▶ Given text
That is why a man leaves his father and mother and is united to his wife, and they become one flesh.-Genesis 2:24

Marriage should be honored by all, and the marriage bed kept pure, for God will judge the adulterer and all the sexually immoral.-Hebrews 13:4

Yes, I am one of those. I am waiting for marriage. To me, sex is not man-made but God-designed. God made it for a special time in a special way. I am willing to wait and save myself for the person God designed for me . And once I am married, I can share that part of me with him.

Yeah, I know…weird to most. I have been told:  That sounds like a fairytale or unrealistic. Nobody thinks like that. You don’t even know what you like? Won’t it be awkward doing it on your wedding night? But what if your husband is not good in bed…all that waiting for nothing.”

Yup…people are cruel. But it does not matter what people think. God knows what I like and what I need. I don’t want to give pieces of me to men that don’t deserve it in the first place. My heart could not deal with the heartbreak.

I know…I have weeded out a good bit of the male population. That’s fine. I am not their type anyways.

God loves and cherishes me. I love me and respect me. So I will not settle and it is not up for discussion. I’m waiting.

2. Drinking

Mhmm…I know. Jesus drank in the Bible. It is one of the first miracles of the Bible. But here is where I cross the line.

▶ Data below
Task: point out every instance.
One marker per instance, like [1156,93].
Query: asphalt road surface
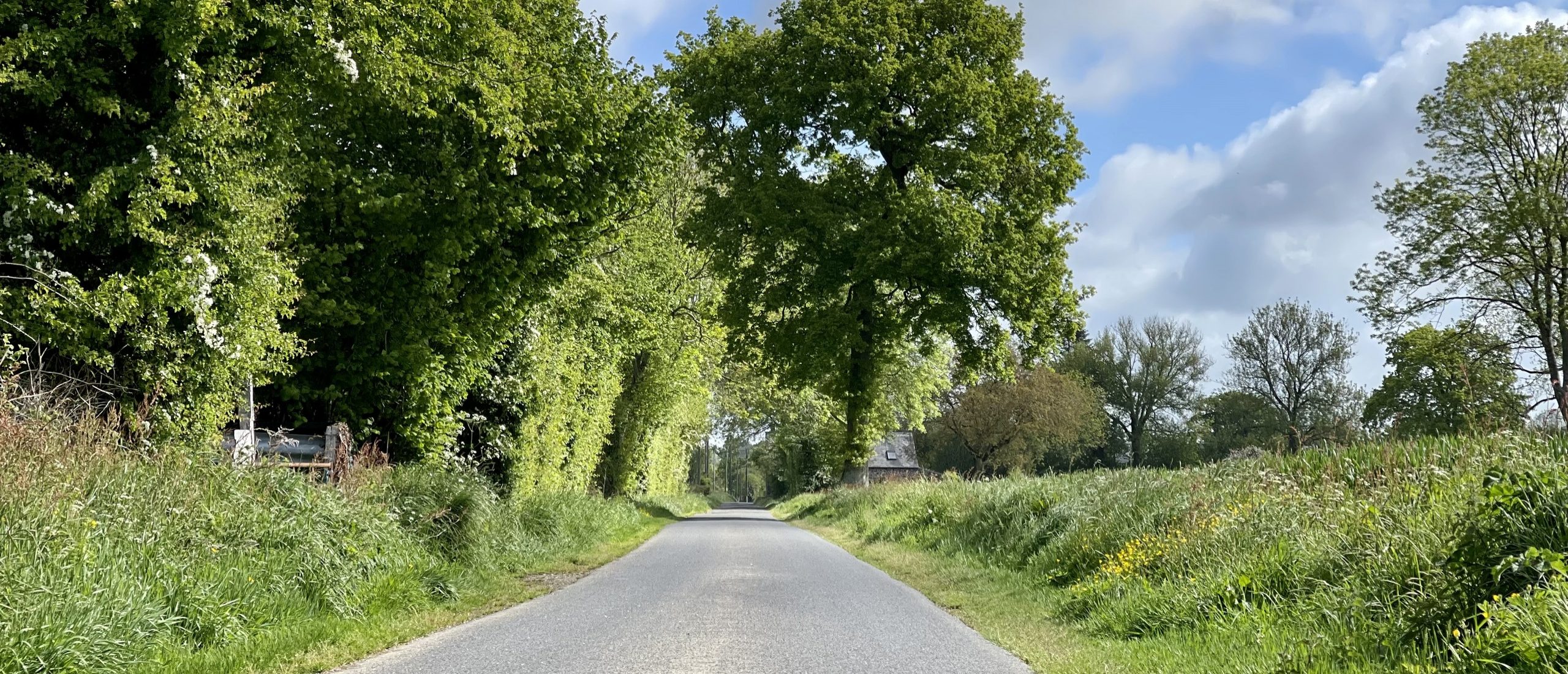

▶ Exercise aim
Write out word for word the passage of the text on waiting for marriage, from "Yup…people are cruel." up to and including "with the heartbreak.".

▶ Answer to this exercise
Yup…people are cruel. But it does not matter what people think. God knows what I like and what I need. I don’t want to give pieces of me to men that don’t deserve it in the first place. My heart could not deal with the heartbreak.